**AIM OF THE TASK:** What lines in the records include the string "logo"? Return each one.

Natural language region descriptions:
=======
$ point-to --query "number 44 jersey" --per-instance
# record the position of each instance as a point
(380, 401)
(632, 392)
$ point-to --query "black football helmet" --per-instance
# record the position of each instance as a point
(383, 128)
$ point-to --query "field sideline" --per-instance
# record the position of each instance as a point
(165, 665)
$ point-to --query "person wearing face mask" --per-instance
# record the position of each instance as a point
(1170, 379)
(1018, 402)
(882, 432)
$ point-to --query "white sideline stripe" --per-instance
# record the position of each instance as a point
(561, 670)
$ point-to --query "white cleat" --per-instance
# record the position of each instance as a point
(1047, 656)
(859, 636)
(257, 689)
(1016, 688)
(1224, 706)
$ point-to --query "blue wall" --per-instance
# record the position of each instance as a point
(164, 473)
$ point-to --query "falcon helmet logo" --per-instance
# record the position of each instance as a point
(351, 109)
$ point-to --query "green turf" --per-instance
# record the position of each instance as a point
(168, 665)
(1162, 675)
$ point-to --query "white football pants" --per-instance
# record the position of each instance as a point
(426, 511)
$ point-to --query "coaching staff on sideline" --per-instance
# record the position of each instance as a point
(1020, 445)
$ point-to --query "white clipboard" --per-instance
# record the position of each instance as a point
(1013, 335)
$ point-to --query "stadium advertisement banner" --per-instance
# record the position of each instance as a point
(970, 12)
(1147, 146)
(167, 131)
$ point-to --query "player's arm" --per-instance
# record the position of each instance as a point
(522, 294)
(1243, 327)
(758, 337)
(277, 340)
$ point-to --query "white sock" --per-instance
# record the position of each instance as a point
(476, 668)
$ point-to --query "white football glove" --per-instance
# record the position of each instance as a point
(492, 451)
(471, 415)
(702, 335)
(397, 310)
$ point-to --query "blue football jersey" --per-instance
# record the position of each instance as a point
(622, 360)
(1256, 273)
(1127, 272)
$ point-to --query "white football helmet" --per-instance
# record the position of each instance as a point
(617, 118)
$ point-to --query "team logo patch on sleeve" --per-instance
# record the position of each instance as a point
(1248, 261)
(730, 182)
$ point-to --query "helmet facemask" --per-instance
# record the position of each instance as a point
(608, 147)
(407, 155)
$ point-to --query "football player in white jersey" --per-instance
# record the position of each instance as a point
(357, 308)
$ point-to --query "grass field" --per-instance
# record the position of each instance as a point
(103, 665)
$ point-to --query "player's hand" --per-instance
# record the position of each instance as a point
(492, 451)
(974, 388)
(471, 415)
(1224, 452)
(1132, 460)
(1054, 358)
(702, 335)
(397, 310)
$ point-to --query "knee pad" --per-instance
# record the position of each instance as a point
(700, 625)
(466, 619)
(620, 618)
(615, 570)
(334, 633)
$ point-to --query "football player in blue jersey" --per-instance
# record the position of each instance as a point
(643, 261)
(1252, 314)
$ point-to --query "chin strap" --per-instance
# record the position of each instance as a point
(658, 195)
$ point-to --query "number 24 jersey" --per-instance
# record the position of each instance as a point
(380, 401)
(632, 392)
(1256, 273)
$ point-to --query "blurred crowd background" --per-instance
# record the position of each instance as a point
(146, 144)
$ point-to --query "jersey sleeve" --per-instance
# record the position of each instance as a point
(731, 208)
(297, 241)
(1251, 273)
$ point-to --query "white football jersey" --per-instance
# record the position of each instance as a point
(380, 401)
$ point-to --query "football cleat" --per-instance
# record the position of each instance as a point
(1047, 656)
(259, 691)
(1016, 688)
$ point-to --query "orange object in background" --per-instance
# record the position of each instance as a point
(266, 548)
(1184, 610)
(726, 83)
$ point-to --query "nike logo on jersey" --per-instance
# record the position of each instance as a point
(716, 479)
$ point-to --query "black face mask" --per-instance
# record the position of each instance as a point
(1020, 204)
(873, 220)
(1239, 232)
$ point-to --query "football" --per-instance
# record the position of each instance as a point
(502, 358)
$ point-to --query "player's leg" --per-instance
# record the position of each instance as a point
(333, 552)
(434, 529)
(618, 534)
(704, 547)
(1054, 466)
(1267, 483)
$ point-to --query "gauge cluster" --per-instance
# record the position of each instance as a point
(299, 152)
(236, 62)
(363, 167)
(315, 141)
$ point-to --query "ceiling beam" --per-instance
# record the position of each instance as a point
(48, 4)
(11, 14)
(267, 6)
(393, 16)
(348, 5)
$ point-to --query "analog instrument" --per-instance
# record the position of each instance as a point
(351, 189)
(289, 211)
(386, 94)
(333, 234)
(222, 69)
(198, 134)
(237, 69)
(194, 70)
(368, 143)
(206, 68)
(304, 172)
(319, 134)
=======
**EXERCISE SOLUTION:**
$ point-to --query "falcon helmet logo" --per-instance
$ point-to --query "team logo patch on sleeve" --per-instance
$ point-to --query "nike logo on jersey" --per-instance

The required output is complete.